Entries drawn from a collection
<<<<

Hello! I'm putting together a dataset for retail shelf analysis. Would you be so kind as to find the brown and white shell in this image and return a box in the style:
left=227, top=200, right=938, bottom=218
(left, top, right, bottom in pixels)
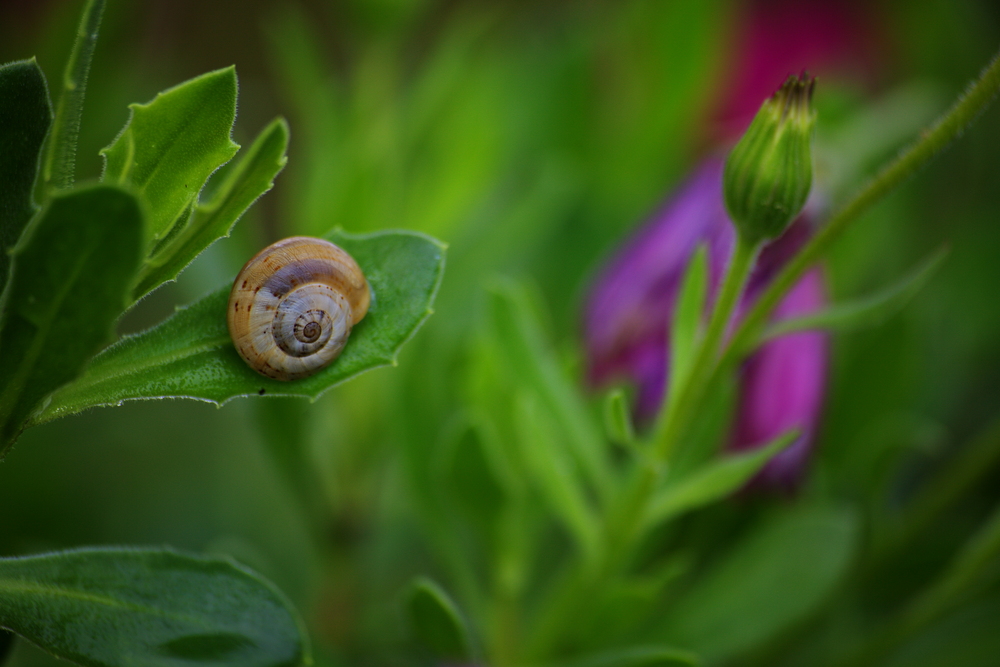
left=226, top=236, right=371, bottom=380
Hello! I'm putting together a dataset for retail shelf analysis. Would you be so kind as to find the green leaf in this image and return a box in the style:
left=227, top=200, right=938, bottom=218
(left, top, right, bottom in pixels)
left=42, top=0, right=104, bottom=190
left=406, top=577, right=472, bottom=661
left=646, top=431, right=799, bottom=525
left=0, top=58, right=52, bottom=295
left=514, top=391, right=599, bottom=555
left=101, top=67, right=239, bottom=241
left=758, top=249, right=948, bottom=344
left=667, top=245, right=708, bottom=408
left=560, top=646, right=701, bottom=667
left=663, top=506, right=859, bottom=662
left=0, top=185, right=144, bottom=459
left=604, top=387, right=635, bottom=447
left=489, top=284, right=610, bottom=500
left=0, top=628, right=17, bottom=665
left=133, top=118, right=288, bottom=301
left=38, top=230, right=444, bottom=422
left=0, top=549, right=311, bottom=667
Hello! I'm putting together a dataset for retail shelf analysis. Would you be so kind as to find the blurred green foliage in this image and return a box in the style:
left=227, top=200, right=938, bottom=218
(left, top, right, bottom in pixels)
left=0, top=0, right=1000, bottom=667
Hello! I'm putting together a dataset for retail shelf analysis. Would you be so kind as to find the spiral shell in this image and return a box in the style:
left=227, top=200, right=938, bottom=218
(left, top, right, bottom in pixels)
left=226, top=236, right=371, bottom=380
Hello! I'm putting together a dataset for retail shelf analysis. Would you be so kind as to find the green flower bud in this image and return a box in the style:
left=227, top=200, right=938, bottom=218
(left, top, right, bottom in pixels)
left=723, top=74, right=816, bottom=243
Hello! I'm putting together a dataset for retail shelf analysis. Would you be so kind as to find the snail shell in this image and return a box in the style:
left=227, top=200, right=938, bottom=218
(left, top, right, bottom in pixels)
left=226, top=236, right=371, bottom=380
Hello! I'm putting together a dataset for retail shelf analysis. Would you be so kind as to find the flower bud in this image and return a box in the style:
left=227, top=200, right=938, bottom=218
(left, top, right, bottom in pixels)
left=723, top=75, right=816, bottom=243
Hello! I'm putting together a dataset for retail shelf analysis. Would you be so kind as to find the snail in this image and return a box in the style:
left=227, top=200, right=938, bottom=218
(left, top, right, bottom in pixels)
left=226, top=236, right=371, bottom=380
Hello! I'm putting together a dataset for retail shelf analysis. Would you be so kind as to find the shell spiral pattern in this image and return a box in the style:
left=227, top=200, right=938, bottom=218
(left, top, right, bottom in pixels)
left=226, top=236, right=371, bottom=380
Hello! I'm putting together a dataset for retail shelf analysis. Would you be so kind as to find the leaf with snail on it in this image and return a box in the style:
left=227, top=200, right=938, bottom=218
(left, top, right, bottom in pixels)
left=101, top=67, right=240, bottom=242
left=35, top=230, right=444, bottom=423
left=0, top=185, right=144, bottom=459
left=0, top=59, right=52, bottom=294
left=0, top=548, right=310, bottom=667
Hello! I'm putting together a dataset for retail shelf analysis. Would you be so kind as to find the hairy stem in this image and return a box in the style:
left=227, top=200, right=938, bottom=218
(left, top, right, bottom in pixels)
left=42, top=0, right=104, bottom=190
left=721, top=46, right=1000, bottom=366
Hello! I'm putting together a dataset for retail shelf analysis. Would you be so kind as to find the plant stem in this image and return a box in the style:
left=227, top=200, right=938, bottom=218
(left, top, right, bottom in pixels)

>>>>

### Goal
Locate every line in the listing above that contains the string "stem" and copy each one in full. Case counts.

### Solution
Hello! I'm putting together a dataset for retail shelf analysis. Would you be so kind as to find the hairy stem in this image and return a box in the style:
Hello! I'm putting together a dataset for retail shelf analysis. Would you be so kind as to find the plant stem in this image and return a box in the style:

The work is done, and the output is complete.